> [Document section]:
Tweets by Russia-backed accounts such as “America_1st_” and “BatonRougeVoice” on Oct. 7, 2016, actively pivoted away from news of an audio recording in which Trump made crude comments about groping women, and instead touted damaging emails hacked from Clinton’s campaign chairman John Podesta.

Since early this year, the extent of Russian intrusion to help Trump and hurt Clinton in the election has been the subject of both congressional scrutiny and a criminal investigation by special counsel Robert Mueller. In particular, those investigations are looking into the possibility of collusion between the Trump campaign and the Russians.

AP’s analysis illuminates the obvious strategy behind the Russian cyber meddling: swiftly react, distort and distract attention from any negative Trump news.

Read the rest at the AP link above.

Meanwhile Trump is bumbling through his Asia trip, working on destroying U.S. credibility around the world.

Quartz: Beijing is playing Trump “like a fiddle,” an ex-ambassador to China says.

Japanese prime minister Shinzo Abe’s recent hosting of Donald Trump was a masterclass in how to make the US president comfortable—feed him familiar food, take him on his favorite outing, golf, and tell him how much you like him.

U.S. President Donald Trump takes part in a welcoming ceremony with China’s President Xi Jinping in Beijing, China, November 9, 2017. REUTERS/Thomas Peter – RC1F6C531670

But Chinese president Xi Jinping added a creamy layer of pomp and circumstance to the mix when the White House delegation reached Beijing. Trump has been feted with everything from an unprecedented private dinner in the Forbidden City to a red carpet welcome in Tiananmen Square, the Beijing landmark where hundreds of students were killed by the Chinese military in 1989.

(Stored entries)
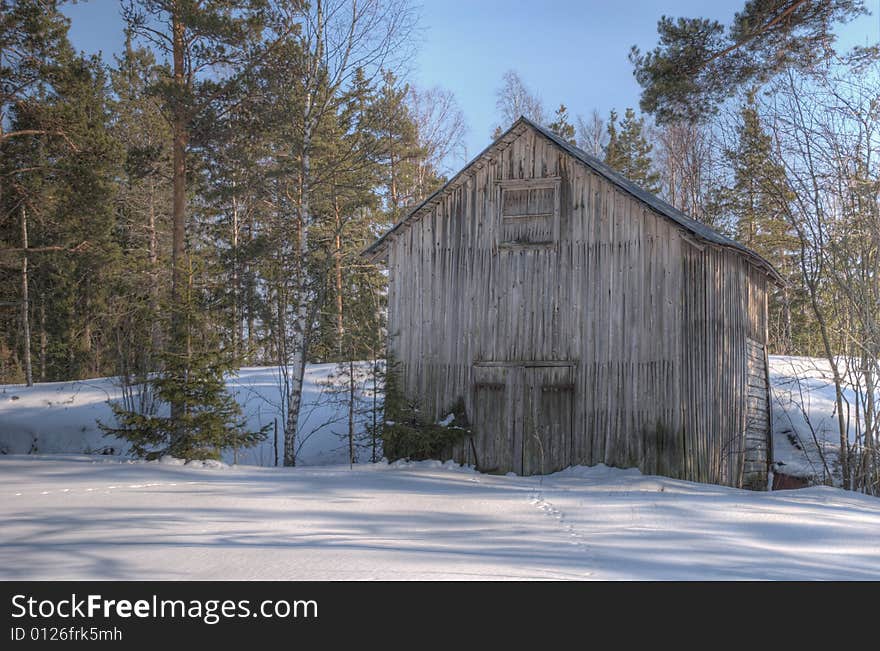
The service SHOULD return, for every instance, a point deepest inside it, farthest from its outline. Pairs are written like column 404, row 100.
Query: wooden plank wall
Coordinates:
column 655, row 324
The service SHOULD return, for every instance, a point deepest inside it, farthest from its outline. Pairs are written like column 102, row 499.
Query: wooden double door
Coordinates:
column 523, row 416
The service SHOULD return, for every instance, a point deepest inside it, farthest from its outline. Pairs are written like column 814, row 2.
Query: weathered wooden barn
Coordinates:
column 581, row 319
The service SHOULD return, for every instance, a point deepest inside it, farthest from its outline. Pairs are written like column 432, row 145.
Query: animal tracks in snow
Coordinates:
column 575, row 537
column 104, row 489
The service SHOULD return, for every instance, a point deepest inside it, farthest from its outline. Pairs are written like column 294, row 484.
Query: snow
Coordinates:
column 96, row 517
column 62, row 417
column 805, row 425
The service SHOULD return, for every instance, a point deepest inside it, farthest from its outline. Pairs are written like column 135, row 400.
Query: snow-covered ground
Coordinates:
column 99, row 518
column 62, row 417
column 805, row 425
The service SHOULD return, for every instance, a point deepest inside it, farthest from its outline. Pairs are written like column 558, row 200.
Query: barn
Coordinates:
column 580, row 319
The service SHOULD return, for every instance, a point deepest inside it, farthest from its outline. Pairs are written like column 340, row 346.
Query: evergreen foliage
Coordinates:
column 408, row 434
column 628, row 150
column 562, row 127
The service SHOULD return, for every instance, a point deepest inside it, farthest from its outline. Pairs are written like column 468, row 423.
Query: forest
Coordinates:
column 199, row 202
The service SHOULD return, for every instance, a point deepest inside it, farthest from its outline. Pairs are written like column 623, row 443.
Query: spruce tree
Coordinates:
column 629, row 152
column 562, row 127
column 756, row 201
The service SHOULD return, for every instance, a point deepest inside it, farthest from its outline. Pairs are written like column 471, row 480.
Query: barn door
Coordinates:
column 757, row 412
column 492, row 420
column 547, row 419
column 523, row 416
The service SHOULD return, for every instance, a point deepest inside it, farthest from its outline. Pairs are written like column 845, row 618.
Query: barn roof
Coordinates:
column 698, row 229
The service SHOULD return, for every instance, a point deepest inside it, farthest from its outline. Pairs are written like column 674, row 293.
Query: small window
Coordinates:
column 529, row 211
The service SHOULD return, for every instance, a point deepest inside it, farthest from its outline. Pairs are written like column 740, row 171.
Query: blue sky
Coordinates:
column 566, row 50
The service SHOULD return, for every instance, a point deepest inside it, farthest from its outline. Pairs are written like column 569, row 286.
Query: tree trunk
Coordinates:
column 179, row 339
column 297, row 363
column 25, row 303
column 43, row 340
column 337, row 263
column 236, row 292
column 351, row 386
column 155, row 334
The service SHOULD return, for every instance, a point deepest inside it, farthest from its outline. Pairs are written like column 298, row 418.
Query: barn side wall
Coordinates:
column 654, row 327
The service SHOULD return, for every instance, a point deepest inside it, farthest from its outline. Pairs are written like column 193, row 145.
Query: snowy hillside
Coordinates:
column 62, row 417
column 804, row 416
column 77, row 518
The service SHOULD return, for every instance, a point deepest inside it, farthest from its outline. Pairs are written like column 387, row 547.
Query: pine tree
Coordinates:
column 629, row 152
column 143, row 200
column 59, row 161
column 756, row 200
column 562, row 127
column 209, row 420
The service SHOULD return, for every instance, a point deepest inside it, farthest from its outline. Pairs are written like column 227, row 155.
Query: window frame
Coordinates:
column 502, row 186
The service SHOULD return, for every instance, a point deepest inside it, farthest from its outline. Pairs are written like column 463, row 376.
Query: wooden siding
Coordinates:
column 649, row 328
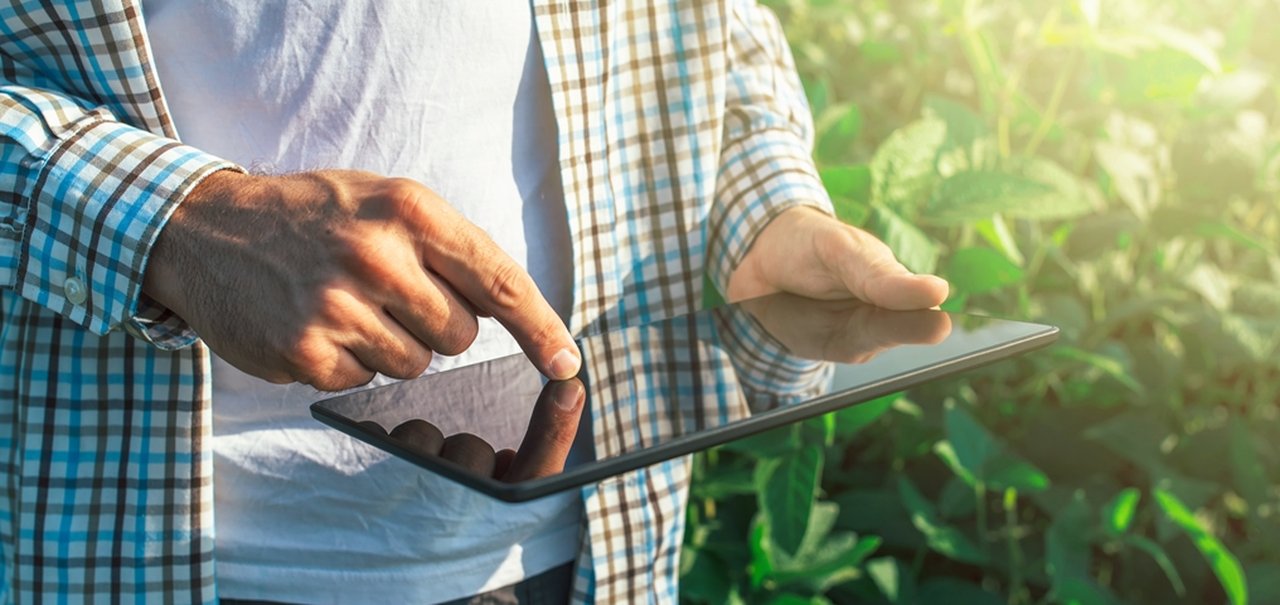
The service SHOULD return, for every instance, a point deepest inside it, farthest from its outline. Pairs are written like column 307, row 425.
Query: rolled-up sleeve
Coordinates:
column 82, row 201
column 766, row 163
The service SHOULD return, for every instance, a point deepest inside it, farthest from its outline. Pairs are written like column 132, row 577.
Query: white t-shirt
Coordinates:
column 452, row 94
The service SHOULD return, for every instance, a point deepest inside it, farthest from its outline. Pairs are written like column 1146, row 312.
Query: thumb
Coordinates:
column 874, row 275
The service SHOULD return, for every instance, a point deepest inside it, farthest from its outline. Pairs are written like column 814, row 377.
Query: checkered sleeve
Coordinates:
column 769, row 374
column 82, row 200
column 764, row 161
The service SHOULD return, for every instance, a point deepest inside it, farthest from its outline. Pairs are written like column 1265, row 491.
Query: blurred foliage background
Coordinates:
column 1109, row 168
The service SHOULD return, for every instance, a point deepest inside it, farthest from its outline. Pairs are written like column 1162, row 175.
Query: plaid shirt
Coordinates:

> [To be done]:
• 1. Copy a portion of the commentary on Russian meddling and Trump's Asia trip word for word, beginning at the words "Since early this" and ending after the words "AP link above.".
• 2. Carry on the commentary on Russian meddling and Trump's Asia trip from the point where it stops.

> [Expected results]:
• 1.
Since early this year, the extent of Russian intrusion to help Trump and hurt Clinton in the election has been the subject of both congressional scrutiny and a criminal investigation by special counsel Robert Mueller. In particular, those investigations are looking into the possibility of collusion between the Trump campaign and the Russians.

AP’s analysis illuminates the obvious strategy behind the Russian cyber meddling: swiftly react, distort and distract attention from any negative Trump news.

Read the rest at the AP link above.

• 2.
Trump has responded in kind, calling Xi a “very special man” with whom he has “great chemistry.” While US businessmen had high hopes that Trump and his back-to-the-1980s China advisors would wring concessions from Xi to cut the $350 billion trade deficit, the only concrete result has been a mish-mash of previously announced deals and non-binding agreements that probably aren’t worth the $250 billion both governments claim….

Beyond the numbers, it’s Trump’s embrace of Xi that has diplomats and human rights activists around the world concerned. China’s government is “playing Trump like a fiddle,” said Jorge Guajardo, Mexico’s ambassador to China from 2007 to 2013. “You don’t have good chemistry with a Chinese leader who doesn’t speak your language and is geared to not develop chemistry,” he said.

Read more at Quartz.

Putin is playing Trump too. Trump has been dying to meet with him again, but it’s not going to happen. Putin was just jerking him around and trying (successfully) to humiliate him.

Da Nang, Vietnam (CNN)President Donald Trump and Russian President Vladimir Putin will not hold a formal meeting at the Asia-Pacific Economic Cooperation summit here in Vietnam, White House press secretary Sarah Sanders told reporters aboard Air Force One on Friday.

But the two world leaders did briefly meet during the so-called APEC class photo, where all the heads of state come together to take a photo before the summit officially starts. Trump and Putin shook hands and had a briefly spoke before the photo was snapped….

Citing “scheduling conflicts on both sides,” though, Sanders said no formal meeting will take place during the two-day gathering, but that an informal interaction between the two world leaders was likely to happen, a notion reinforced by her Russian counterparts.

“Regarding a Putin meeting, there was never a meeting confirmed, and there will not be one that takes place due to scheduling conflicts on both sides,” Sanders said. “There is no formal meeting or anything scheduled for them.”

Sure Sarah. Poor Donald was so looking forward to a private audience with his idol. But it was not to be.

What else is happening? What stories are you following today?


37 Comments on “Friday Reads”

  1. bostonboomer says:

    I didn’t write about Roy Moore and the scaredy cat Republicans, because I didn’t want to get nauseated again.

    I hope everyone has a great weekend.

  2. bostonboomer says:

    Another good article on China from the LA Times: Trump’s Asia trip shows U.S. at risk of being sidelined in the region’s economic future.

    From Tokyo to Seoul to Beijing, the American president has been feted with maximum ceremonial honors — a “state visit-plus,” the Chinese called it. Asian leaders listened politely to his demands that they accept what he considers fairer trade terms and that they buy more American goods.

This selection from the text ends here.